Exercise aim
Only the lines below starting at the one containing "If you could tag the sign" and ending at the one containing "If you could tag the handwritten" belong in the answer, each copied exactly.

Stored data
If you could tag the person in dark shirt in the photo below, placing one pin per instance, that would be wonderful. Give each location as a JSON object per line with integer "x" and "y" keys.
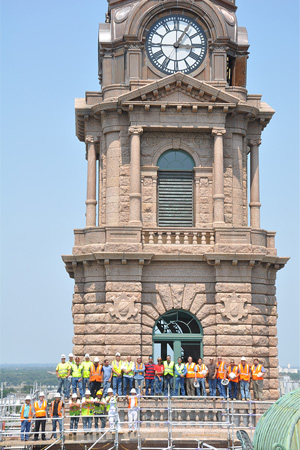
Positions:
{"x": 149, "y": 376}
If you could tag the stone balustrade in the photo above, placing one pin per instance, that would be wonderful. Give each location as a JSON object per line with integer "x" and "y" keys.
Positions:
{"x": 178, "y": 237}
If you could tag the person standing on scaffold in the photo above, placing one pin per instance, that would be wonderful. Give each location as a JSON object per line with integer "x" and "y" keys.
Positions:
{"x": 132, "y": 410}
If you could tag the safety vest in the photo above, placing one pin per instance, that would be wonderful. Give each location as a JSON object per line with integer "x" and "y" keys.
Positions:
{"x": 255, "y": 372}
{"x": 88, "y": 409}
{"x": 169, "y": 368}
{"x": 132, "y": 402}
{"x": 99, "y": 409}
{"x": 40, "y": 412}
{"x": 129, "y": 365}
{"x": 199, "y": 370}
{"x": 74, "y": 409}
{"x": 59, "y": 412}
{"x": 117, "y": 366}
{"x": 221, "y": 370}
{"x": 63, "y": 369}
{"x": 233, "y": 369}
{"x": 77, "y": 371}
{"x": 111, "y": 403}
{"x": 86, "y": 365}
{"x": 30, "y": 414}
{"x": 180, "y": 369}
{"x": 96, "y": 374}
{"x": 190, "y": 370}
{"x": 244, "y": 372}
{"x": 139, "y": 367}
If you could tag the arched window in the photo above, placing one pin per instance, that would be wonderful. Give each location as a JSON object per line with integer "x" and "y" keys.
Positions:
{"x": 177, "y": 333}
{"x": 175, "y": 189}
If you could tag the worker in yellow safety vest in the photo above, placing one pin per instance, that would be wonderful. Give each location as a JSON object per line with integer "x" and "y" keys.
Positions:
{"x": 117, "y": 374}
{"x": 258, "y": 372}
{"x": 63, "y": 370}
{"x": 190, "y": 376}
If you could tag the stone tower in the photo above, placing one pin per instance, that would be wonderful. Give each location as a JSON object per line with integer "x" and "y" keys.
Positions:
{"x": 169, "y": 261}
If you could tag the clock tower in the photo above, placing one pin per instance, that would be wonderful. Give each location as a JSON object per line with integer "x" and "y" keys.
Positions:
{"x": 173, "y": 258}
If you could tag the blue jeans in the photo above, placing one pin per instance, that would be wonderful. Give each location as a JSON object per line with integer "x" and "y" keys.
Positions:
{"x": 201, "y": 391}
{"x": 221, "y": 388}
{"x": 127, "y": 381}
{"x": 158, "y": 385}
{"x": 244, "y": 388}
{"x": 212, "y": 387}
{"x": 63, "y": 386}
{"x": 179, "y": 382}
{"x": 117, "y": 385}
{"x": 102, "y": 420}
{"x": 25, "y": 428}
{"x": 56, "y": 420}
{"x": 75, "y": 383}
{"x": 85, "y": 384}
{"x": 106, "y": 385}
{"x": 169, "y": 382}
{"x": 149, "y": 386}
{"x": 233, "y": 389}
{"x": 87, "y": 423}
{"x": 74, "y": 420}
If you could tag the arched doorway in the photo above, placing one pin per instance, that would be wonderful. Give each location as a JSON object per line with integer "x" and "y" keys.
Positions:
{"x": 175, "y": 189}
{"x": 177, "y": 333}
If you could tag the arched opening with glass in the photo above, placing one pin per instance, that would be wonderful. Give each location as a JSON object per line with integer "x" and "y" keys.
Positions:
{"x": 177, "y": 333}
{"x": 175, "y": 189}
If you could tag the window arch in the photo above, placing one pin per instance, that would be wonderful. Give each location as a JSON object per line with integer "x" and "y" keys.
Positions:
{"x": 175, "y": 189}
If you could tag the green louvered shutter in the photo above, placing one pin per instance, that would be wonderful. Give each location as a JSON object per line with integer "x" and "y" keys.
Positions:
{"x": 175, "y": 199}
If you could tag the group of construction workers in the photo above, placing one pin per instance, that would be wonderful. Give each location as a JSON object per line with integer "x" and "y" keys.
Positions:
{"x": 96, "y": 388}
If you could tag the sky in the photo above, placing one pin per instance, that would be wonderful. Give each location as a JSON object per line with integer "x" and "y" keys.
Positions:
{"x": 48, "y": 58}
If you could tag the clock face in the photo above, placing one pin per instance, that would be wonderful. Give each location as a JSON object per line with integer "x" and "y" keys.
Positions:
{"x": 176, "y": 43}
...
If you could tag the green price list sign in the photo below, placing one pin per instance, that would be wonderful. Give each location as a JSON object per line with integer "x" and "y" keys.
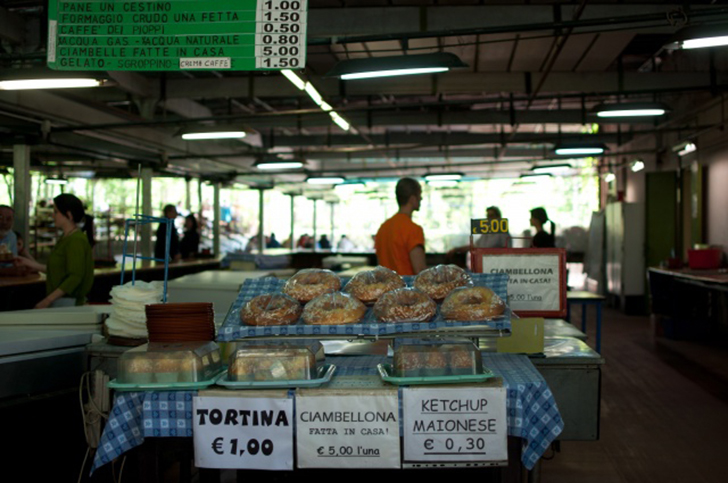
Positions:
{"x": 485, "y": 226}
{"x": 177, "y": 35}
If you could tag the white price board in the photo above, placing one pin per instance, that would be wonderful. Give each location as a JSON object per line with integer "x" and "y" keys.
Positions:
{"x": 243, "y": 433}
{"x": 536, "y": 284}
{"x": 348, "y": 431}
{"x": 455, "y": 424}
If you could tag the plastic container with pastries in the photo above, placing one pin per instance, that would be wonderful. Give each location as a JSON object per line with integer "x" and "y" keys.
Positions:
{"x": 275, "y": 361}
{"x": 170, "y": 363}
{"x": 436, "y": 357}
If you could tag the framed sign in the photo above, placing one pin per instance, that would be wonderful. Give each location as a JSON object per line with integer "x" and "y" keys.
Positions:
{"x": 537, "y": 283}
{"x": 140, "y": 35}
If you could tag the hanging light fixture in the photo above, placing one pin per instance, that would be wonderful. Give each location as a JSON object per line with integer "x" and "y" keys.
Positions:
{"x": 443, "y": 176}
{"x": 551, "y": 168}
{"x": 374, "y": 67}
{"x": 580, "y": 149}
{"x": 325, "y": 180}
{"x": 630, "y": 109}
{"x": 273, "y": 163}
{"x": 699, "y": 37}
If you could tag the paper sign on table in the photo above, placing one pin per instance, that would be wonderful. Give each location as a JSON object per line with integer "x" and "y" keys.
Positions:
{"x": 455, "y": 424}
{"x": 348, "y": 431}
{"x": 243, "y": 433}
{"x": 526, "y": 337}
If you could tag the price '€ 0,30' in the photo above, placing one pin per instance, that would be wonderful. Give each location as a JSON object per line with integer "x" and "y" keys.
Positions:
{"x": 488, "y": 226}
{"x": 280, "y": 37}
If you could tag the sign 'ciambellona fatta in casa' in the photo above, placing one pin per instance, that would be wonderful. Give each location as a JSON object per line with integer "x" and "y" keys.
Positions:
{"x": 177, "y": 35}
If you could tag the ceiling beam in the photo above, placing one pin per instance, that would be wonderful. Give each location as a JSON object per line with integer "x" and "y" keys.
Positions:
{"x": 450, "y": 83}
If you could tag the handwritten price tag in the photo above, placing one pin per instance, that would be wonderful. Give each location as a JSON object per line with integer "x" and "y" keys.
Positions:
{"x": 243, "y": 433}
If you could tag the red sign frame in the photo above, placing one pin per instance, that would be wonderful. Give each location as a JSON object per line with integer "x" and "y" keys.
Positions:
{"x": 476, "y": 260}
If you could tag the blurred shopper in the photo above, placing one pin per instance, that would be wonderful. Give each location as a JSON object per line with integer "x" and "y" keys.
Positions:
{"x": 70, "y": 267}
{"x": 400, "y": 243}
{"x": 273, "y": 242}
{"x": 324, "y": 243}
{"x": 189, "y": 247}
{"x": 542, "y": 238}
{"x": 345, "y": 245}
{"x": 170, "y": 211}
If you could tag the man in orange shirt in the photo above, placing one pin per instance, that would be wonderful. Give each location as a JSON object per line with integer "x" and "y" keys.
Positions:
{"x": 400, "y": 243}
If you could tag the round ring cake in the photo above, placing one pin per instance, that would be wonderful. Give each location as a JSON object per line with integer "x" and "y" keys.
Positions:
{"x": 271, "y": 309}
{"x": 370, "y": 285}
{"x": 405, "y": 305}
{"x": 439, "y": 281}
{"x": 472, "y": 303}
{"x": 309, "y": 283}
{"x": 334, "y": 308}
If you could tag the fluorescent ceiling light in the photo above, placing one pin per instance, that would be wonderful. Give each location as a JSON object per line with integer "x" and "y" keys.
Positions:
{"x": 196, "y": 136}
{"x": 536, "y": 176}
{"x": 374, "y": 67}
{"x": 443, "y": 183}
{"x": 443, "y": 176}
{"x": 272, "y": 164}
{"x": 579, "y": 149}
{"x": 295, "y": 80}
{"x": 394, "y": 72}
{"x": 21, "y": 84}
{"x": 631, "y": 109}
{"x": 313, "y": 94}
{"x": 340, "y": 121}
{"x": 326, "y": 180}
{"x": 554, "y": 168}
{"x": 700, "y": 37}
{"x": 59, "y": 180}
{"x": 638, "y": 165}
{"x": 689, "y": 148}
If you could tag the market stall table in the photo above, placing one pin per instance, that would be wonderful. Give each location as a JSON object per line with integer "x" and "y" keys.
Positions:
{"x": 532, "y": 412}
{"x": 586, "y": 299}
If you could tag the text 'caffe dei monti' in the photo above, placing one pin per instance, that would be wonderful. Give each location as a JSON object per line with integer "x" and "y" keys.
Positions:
---
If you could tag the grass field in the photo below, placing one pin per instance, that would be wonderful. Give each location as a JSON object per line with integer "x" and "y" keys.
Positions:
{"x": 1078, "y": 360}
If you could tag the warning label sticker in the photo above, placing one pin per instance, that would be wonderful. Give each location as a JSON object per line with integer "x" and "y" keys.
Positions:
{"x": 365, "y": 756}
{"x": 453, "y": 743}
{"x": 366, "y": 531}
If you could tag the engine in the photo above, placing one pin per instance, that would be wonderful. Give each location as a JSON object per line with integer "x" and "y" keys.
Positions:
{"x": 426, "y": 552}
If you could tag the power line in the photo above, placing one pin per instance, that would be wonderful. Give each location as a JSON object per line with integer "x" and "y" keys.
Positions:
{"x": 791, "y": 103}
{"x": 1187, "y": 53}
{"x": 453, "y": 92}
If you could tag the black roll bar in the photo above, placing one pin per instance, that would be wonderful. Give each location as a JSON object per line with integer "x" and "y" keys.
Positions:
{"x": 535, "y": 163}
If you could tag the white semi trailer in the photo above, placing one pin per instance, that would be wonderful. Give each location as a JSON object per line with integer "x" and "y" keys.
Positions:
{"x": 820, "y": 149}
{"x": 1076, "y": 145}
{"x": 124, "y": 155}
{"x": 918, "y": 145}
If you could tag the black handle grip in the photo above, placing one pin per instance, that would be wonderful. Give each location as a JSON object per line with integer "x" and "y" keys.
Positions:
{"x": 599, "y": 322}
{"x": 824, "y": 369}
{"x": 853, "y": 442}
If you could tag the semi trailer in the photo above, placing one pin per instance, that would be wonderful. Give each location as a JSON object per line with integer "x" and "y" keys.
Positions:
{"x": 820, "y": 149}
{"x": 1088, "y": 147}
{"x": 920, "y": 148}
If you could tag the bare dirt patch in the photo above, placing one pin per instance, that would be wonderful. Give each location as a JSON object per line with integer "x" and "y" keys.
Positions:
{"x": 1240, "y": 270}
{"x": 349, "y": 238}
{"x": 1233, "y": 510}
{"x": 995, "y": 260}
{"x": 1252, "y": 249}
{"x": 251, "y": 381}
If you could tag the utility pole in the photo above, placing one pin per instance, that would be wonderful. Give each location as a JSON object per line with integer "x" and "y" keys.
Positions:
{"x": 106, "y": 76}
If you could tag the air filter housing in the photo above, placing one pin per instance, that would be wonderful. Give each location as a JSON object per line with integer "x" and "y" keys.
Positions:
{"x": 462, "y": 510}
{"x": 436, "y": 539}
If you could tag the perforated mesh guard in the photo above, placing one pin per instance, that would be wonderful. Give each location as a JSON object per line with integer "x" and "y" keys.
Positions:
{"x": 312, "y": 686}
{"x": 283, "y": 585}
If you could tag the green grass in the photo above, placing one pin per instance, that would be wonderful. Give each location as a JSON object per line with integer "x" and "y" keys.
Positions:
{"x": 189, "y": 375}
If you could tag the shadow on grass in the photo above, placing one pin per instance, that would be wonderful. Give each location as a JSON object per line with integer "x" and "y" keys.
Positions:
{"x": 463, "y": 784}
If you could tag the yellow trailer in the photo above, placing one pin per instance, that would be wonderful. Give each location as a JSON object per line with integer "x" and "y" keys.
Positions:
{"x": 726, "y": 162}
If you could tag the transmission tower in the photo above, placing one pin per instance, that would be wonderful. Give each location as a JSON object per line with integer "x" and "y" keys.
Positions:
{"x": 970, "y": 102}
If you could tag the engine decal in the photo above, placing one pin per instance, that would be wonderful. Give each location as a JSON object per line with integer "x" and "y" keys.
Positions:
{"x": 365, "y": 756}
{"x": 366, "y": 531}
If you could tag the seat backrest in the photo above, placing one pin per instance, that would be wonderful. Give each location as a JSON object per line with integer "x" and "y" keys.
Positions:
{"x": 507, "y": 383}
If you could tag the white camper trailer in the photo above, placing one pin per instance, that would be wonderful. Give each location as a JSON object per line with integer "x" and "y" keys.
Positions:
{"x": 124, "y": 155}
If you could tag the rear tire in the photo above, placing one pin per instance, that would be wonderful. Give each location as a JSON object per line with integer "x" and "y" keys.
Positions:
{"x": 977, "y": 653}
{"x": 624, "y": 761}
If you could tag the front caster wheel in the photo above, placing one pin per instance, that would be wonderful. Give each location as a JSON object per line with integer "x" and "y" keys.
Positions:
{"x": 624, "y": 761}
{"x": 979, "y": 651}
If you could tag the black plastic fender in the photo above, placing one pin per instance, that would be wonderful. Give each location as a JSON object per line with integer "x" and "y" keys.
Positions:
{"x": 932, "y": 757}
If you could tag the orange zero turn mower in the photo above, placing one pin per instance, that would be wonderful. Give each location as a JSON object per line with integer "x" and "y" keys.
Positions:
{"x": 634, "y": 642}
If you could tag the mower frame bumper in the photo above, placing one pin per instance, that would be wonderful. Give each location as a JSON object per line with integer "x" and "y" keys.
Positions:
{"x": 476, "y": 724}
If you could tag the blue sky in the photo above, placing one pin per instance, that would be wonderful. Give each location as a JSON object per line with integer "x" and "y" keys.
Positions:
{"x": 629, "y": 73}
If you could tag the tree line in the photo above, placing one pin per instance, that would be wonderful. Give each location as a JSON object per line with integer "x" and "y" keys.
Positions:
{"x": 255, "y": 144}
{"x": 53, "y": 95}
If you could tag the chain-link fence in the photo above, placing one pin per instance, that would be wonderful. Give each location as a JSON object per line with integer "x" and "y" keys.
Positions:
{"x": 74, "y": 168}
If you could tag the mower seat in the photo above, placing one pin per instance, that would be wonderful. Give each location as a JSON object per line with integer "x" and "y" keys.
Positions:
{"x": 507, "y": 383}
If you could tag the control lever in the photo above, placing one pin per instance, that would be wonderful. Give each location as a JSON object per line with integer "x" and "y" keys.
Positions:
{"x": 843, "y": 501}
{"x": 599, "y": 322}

Result below
If you could tag the sign 'ciambellona fatta in casa' in the photo above, placing one pin per instance, that would be wonderful. Give each location as a JSON object per line with integer "x" and "y" keys.
Positions:
{"x": 177, "y": 35}
If you could tag the ceiling beam in the photo above, placing one pin per instance, that would be wonderful. Give each location as a JSON object per line with integer "x" and "y" keys.
Positions:
{"x": 450, "y": 83}
If you could tag the handwritten price tag in the photo above, placing one pin per instance, that would be wonderful. Give each location as a JSON object per line with integer "x" and "y" keys.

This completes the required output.